## TRY IT
The required output is the exact run of lines from the one that contains "the ceiling in" to the end of the data, with every picture left out.

## Records from a collection
*-*-*

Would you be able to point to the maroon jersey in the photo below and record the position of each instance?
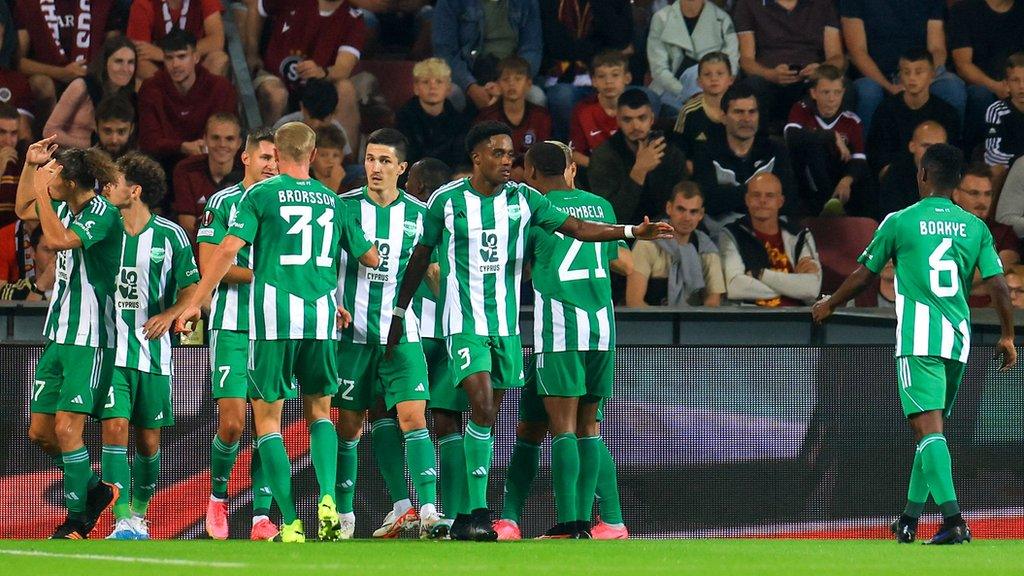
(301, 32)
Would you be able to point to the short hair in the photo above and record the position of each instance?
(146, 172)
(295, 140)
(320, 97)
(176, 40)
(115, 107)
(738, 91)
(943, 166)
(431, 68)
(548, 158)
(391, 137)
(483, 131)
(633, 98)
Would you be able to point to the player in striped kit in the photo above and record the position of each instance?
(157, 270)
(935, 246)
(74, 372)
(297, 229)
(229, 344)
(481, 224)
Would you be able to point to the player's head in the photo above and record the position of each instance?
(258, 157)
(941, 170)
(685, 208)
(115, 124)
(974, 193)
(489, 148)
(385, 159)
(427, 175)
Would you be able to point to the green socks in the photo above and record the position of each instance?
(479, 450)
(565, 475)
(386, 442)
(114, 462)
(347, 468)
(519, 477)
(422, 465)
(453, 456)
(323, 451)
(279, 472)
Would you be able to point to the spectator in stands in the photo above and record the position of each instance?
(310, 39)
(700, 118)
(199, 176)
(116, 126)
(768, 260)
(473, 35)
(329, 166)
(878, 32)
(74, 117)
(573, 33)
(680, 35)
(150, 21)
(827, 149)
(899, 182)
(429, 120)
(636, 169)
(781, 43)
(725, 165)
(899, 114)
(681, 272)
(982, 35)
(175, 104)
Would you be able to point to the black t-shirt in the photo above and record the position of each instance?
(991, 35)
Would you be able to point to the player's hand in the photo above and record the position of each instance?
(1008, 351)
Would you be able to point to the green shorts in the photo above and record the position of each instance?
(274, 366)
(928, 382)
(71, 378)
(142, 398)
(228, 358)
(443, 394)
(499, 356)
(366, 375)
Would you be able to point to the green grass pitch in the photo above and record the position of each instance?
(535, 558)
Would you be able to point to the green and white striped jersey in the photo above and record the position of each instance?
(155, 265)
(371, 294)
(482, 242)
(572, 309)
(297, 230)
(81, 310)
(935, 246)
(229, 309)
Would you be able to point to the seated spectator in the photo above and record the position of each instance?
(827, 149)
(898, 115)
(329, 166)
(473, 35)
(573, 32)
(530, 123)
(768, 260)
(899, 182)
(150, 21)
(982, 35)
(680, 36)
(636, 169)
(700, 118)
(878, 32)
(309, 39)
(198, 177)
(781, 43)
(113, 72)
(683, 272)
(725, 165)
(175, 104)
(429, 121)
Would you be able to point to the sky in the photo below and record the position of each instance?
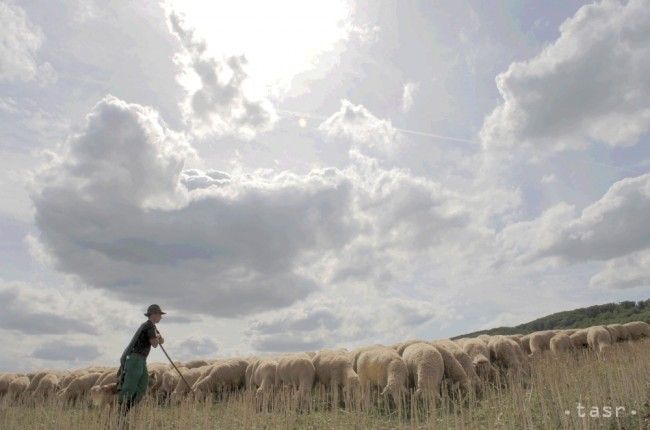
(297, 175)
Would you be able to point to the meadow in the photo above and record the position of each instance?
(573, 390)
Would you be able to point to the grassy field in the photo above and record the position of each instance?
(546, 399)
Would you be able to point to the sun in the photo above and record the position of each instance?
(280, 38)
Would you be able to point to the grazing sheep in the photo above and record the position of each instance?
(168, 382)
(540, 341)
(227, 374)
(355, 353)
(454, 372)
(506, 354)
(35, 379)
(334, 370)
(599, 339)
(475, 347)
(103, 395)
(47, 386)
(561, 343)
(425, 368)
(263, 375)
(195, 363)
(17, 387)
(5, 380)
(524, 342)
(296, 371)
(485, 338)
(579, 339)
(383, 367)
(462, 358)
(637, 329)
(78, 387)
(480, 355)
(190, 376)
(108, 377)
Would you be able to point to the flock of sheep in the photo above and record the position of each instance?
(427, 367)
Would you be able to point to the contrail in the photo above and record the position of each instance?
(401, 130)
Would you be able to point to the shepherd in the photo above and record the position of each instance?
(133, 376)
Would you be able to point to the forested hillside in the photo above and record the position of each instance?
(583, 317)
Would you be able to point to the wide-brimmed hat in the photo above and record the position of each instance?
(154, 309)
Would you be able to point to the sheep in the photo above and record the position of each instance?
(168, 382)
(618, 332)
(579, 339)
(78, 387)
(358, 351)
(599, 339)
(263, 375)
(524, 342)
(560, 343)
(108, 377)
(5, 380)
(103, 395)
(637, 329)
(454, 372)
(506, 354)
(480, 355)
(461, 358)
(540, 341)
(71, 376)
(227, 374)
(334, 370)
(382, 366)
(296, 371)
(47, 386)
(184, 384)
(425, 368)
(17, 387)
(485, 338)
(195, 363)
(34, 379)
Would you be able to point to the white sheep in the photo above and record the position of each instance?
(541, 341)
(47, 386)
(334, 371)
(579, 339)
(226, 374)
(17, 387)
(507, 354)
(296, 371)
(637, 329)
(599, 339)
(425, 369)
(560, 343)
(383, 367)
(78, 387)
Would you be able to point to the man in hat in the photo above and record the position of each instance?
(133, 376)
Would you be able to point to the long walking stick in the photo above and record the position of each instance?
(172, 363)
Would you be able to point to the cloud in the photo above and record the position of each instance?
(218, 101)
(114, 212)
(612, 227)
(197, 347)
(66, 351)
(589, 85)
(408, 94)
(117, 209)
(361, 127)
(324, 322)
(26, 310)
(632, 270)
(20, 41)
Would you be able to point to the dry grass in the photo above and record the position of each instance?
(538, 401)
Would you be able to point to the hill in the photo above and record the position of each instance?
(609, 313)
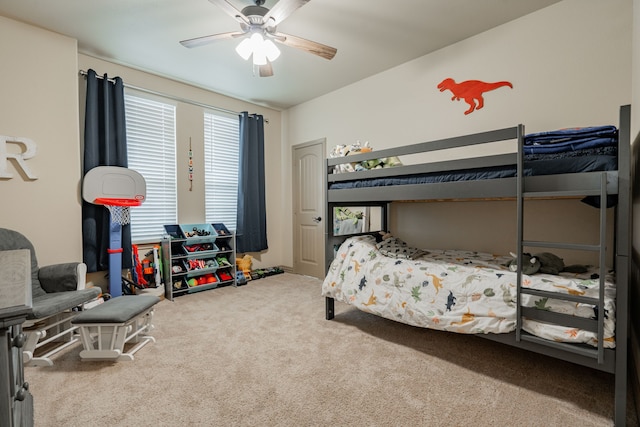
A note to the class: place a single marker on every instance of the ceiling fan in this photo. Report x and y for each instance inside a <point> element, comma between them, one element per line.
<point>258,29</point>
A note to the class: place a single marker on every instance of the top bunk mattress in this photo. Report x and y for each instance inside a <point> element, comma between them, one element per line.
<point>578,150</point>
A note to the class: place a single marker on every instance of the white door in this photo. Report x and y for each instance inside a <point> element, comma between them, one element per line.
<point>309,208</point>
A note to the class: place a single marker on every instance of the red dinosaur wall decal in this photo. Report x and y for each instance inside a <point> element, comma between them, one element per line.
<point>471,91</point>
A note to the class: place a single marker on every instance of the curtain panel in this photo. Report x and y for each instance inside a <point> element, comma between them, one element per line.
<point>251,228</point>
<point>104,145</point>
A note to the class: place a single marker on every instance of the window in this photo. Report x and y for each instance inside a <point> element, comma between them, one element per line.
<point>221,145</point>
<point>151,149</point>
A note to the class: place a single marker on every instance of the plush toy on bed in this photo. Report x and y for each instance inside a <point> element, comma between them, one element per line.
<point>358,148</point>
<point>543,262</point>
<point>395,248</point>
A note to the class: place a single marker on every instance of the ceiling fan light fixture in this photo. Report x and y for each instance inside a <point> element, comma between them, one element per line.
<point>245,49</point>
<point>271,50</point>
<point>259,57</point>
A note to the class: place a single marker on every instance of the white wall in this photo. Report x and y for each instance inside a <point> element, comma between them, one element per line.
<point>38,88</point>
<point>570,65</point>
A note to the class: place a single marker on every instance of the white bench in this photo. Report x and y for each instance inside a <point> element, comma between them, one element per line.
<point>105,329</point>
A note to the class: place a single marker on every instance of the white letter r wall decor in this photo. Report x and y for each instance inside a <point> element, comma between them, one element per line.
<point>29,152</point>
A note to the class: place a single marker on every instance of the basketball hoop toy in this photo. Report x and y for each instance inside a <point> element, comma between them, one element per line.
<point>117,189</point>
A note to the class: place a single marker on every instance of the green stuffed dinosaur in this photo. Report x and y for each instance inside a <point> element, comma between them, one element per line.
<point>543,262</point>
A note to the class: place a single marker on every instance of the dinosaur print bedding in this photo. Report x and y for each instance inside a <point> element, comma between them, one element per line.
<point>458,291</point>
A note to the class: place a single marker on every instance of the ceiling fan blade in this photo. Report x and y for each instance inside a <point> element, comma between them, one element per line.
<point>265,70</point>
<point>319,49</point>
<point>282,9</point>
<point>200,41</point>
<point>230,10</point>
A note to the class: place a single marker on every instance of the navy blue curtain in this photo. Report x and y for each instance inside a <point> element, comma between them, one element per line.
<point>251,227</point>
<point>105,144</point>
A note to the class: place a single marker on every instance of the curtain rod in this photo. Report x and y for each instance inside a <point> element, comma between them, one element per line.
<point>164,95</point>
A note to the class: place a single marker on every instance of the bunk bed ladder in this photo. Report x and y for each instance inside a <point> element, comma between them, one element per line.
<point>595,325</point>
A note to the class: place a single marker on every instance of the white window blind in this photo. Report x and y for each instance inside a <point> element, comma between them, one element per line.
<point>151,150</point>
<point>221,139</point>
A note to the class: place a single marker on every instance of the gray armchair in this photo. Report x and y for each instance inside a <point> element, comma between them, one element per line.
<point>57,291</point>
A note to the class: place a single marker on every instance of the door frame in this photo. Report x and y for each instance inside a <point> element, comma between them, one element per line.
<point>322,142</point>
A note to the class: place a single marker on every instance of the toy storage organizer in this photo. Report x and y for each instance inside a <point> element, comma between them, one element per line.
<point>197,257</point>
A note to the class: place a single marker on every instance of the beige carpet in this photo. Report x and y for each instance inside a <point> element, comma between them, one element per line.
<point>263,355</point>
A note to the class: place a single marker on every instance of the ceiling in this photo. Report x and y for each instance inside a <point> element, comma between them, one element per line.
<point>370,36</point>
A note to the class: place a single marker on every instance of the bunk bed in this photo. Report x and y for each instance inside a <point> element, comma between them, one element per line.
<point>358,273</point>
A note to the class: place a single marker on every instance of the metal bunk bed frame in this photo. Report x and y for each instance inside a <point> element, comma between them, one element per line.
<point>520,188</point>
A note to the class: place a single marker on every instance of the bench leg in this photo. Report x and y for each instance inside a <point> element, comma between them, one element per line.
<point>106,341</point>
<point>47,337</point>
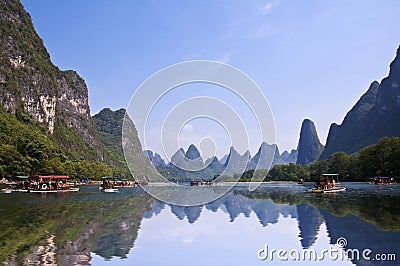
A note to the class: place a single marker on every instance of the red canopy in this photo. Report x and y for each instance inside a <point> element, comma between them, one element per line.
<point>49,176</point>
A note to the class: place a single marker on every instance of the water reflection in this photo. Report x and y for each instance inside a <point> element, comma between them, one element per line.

*-*-*

## THE ANSWER
A note to the class: place a single marker on every instance of the ceiling in this photo. Report x and y for each instance inside a <point> element, comma between them, one element per line.
<point>370,36</point>
A note to the class: place a single marker on every instance of the bunk bed in this photo. Report x and y for each instance inside a <point> element, comma between them, one element per line.
<point>358,273</point>
A note to the class: place a single marker on every instance of the metal bunk bed frame in this photo. Report x and y for each instance inside a <point> element, comma between them, one element per line.
<point>520,188</point>
A note to the class: place a single marker on every instance of the bench leg in this photo. Report x and y for each instance inside a <point> element, comma between them, one element per line.
<point>106,341</point>
<point>47,337</point>
A note to the class: place a single marker on every instance of the red canopy in this photo. Report x and y for each instance inside a <point> element, comma between them, one element per line.
<point>49,176</point>
A note to the class: place a single marker on every instance of the water reflection in this photo. Report x and y for each instance inside a <point> element, comma between them, one element per line.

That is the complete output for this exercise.